- **Data for this exercise**:
BEGIN

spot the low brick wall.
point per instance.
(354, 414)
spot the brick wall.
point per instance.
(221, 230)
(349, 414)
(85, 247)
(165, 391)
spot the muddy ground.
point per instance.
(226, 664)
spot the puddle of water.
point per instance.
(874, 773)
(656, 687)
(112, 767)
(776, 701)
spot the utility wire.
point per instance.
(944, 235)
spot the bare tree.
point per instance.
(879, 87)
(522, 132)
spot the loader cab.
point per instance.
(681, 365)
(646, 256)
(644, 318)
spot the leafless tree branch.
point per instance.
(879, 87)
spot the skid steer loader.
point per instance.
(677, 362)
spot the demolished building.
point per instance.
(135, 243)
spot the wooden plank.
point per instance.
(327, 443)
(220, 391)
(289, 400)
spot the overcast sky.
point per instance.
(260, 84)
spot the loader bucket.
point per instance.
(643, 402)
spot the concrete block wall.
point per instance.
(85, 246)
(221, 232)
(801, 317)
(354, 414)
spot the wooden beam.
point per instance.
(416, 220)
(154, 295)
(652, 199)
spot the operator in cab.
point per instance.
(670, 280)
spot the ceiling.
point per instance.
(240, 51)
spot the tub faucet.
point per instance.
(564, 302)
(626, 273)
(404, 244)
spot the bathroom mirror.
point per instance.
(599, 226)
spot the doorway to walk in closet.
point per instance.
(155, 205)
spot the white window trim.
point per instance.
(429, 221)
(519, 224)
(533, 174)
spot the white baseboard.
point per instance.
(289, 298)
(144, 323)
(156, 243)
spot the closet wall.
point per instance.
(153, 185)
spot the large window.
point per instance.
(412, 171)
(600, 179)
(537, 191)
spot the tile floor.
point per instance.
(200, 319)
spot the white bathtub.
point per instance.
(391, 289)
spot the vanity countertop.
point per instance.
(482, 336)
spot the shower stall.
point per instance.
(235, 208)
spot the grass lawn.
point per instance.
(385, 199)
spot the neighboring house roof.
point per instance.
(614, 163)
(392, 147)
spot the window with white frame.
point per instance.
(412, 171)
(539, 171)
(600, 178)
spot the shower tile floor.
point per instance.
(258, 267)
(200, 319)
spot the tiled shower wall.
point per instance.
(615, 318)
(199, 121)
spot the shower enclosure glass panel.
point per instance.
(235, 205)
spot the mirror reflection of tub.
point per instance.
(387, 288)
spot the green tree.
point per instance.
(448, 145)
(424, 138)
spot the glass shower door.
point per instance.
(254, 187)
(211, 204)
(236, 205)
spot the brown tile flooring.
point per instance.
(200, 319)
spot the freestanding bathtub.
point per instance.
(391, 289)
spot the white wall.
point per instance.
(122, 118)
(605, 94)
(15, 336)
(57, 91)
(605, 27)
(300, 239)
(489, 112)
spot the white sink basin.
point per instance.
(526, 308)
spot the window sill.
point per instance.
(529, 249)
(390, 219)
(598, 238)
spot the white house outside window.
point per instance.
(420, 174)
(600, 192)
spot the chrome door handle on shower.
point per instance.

END

- **Exercise description**:
Repeat every entry exactly, please.

- **Answer for this exercise**:
spot the low brick wall.
point per instance.
(354, 414)
spot the brick wall.
point per instance.
(221, 230)
(349, 414)
(85, 247)
(165, 391)
spot the muddy ground.
point per instance.
(226, 664)
spot the puddle of water.
point per instance.
(874, 773)
(656, 687)
(112, 767)
(776, 701)
spot the utility wire.
point per instance.
(944, 235)
spot the bare tree.
point per instance.
(879, 87)
(522, 132)
spot the loader cab.
point per instance.
(681, 365)
(646, 256)
(644, 318)
spot the leafless tree branch.
point per instance.
(879, 87)
spot the skid steer loader.
point per instance.
(677, 362)
spot the demolished building.
point per instance.
(135, 243)
spot the wooden plank.
point per instance.
(327, 443)
(220, 391)
(289, 400)
spot the overcast sky.
point per instance.
(260, 84)
spot the loader bucket.
point per instance.
(643, 402)
spot the concrete block wall.
point per instance.
(85, 246)
(221, 232)
(801, 317)
(354, 414)
spot the wooden beam.
point per instance.
(416, 220)
(154, 295)
(652, 199)
spot the operator in cab.
point per instance.
(670, 280)
spot the ceiling.
point per instance.
(240, 51)
spot the tub faucet.
point per instance.
(564, 302)
(626, 273)
(404, 244)
spot the bathroom mirror.
point per instance.
(599, 226)
spot the doorway to walk in closet.
point per instance.
(155, 205)
spot the white window trim.
point per instance.
(429, 221)
(519, 224)
(533, 174)
spot the white baseboard.
point per instance.
(289, 298)
(144, 323)
(156, 243)
spot the closet wall.
point per instance.
(153, 185)
spot the large window.
point per instance.
(412, 171)
(600, 179)
(537, 191)
spot the tile floor.
point per instance.
(200, 319)
spot the white bathtub.
point per instance.
(391, 289)
spot the vanity countertop.
point per instance.
(482, 336)
spot the shower stall.
point per instance.
(235, 208)
spot the grass lawn.
point per instance.
(385, 199)
spot the neighboring house roof.
point per instance.
(614, 163)
(392, 147)
spot the window with white frame.
point per instance.
(412, 171)
(539, 171)
(600, 178)
spot the shower tile floor.
point per instance.
(258, 267)
(200, 319)
spot the tiled shower wall.
point per instance.
(615, 318)
(199, 121)
spot the shower enclosure glass panel.
point per instance.
(235, 205)
spot the mirror reflection of tub.
point per instance.
(387, 288)
spot the green tree.
point per instance.
(448, 145)
(424, 138)
spot the glass shower door.
point per instance.
(254, 187)
(211, 204)
(236, 205)
spot the brown tile flooring.
point per instance.
(200, 319)
spot the freestanding bathtub.
point per instance.
(391, 289)
spot the white wall.
point per instance.
(122, 118)
(605, 94)
(15, 336)
(57, 91)
(605, 27)
(300, 239)
(489, 112)
spot the white sink basin.
point per instance.
(526, 308)
spot the window sill.
point per instance.
(529, 249)
(390, 219)
(598, 238)
spot the white house outside window.
point per instance.
(420, 174)
(600, 192)
spot the chrome door handle on shower.
point per instance.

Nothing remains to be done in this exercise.